- _STATED GOAL_
Rewrite the data below, beginning at the line that contains "Target: green grass" and continuing through the last line, keeping every line. Shift each coordinate pair in the answers by adding 4 to both numbers.

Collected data
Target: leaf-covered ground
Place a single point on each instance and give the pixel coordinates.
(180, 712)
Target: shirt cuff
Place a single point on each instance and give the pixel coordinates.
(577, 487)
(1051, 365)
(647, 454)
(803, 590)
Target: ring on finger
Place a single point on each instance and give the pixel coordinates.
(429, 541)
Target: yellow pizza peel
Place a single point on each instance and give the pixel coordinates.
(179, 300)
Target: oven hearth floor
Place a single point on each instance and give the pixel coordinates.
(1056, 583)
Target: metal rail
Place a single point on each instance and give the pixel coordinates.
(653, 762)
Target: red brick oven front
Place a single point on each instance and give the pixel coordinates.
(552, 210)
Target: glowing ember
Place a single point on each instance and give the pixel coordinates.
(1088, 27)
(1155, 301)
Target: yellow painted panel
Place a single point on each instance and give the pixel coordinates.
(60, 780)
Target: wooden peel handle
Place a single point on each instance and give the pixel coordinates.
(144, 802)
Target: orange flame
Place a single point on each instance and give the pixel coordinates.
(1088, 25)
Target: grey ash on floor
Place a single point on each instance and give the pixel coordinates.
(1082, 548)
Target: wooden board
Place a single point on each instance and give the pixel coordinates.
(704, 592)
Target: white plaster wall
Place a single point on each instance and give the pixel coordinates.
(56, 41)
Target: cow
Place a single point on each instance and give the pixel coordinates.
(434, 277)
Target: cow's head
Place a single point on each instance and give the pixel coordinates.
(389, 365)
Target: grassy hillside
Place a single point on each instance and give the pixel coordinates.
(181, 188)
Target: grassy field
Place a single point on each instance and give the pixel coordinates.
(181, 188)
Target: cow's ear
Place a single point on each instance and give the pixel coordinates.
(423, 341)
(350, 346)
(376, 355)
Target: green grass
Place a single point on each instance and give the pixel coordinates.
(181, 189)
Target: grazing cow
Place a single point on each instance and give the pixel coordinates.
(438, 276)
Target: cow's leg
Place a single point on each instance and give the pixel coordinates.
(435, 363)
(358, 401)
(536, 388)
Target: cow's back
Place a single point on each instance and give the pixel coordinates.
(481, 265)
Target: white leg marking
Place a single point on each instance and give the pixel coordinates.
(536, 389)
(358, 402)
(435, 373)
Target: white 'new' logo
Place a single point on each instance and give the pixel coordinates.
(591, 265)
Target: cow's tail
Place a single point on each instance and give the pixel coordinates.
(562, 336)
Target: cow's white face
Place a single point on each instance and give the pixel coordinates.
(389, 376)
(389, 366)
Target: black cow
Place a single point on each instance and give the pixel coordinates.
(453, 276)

- _FULL OUTPUT_
Target: green grass
Place a single point on each instance and give the pixel coordinates.
(185, 193)
Target: grazing cow
Place a single point on each instance and give the pixel coordinates.
(442, 280)
Target: cow's leg
Place a single point on each instance and give the pixel coordinates.
(439, 367)
(362, 405)
(540, 392)
Target: cow's back
Place a single point on each instance and give the pixel coordinates.
(485, 269)
Target: white leg marking
Place a single point on each instance and give the pixel coordinates.
(540, 393)
(362, 406)
(439, 377)
Target: white 'new' logo
Place a single point on each instance and give the pixel coordinates.
(595, 269)
Target: cow's tail
Place a single point on each instance and give the pixel coordinates.
(566, 340)
Target: cow's white face
Place a single point on each instance and give the pixel coordinates.
(393, 380)
(393, 370)
Target: black cow
Place a single point on each instance and give the pixel coordinates.
(457, 280)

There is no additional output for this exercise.